Instructions —
a - In the blog post about advertisers knowing their prospects, rewrite the paragraph beginning "Q: “I’m a media consultant, and buyer" more briefly, keeping its main facts.
b - Reproduce the passage of the blog post about advertisers knowing their prospects from "A: Regardless of" up to and including "is too high.".
c - Write the next part of the blog post about advertisers knowing their prospects, picking up after its final sentence.

Page extract —
- - -
Archive for November, 2006

Advertiser Know Thy Prospects

November 10, 2006

The following is my reply to a recent media consultant question.

Q: “I’m a media consultant, and buyer. My clients serve the pet industry. Several of my clients are interested in the recent explosion of the (web based magazines catering to niches/target audiences) like Daily Candy and Bowzer. They want to advertise in ezines instead of other less direct methods. I am curious about buying advertising in this medium, as it seems so direct and specific. Do you think the ezine is a media fad, or is it only going to get bigger?”

A: Regardless of the medium, advertisers must have a clear idea who their prospects are before they spend any money to reach them.

If an advertiser expects to acquire new customers profitably they should expect their advertising dollars to produce a measurable return on investment. What business can afford to do otherwise?

Any price paid for advertising failure is too high.
- - -
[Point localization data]
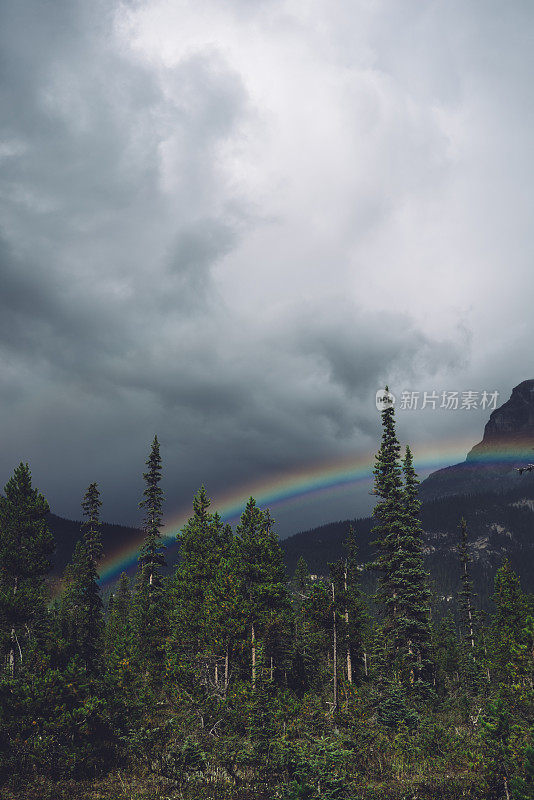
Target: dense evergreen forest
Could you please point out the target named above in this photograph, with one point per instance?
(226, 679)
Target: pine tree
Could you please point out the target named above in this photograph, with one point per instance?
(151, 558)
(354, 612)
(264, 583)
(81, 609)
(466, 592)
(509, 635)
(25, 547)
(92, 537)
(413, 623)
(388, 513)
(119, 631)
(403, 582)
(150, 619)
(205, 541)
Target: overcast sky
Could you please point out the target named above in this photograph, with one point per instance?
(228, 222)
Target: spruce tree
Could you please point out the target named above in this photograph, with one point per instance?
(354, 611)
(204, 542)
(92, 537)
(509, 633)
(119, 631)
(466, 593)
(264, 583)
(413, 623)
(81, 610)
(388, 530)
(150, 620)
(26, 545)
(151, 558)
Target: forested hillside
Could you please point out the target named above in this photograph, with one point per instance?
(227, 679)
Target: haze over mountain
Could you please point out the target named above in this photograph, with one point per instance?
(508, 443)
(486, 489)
- - -
Results of the tasks —
a - A media consultant and buyer with pet-industry clients says several of them want to advertise in niche web-based magazines such as Daily Candy and Bowzer rather than through less direct methods. The consultant asks whether the ezine is a media fad or will keep growing.

b -
A: Regardless of the medium, advertisers must have a clear idea who their prospects are before they spend any money to reach them.

If an advertiser expects to acquire new customers profitably they should expect their advertising dollars to produce a measurable return on investment. What business can afford to do otherwise?

Any price paid for advertising failure is too high.

c -
Most advertising is sold on a cost per thousand (CPM) people reached basis. Of the thousand people reached, there are both active (prospects) and inactive audience members. Inactive audience members are the remaining people who aren’t in the market for the product or service being advertised (often as many as one thousand).

If you can’t reach active prospects directly through a traditional cost per thousand advertising model, it is likely your prospects aren’t being reached and served by traditional media at which point ezines may become an attractive option.

To qualify potential ezines for your advertising investment, ask the following questions.

There are two types of ezine – email or those posted on websites.

Ask the media representative if they have any of the following data:

Email ezine:

How they acquired their list

Geographic data and targeting
Age & Gender
Income
Education levels
Lifestyle information
List size
Average open rate
Average bounce rate
List hygiene protocols
Third party or other form of circulation verification
CPM
Repeat advertisers

Web post ezine:

Traffic sources and ratios
Unique visitors to advertisement
Average session length
Average page views per session
Geographic distribution
Age & Gender
Income
Education
Lifestyle information
Alexa rank
Any site statistical data
CPM
Repeat advertisers

After your client has verified the media’s claims regarding their audience size, makeup and location determine your client’s potential conversion ratio per thousand audience members reached.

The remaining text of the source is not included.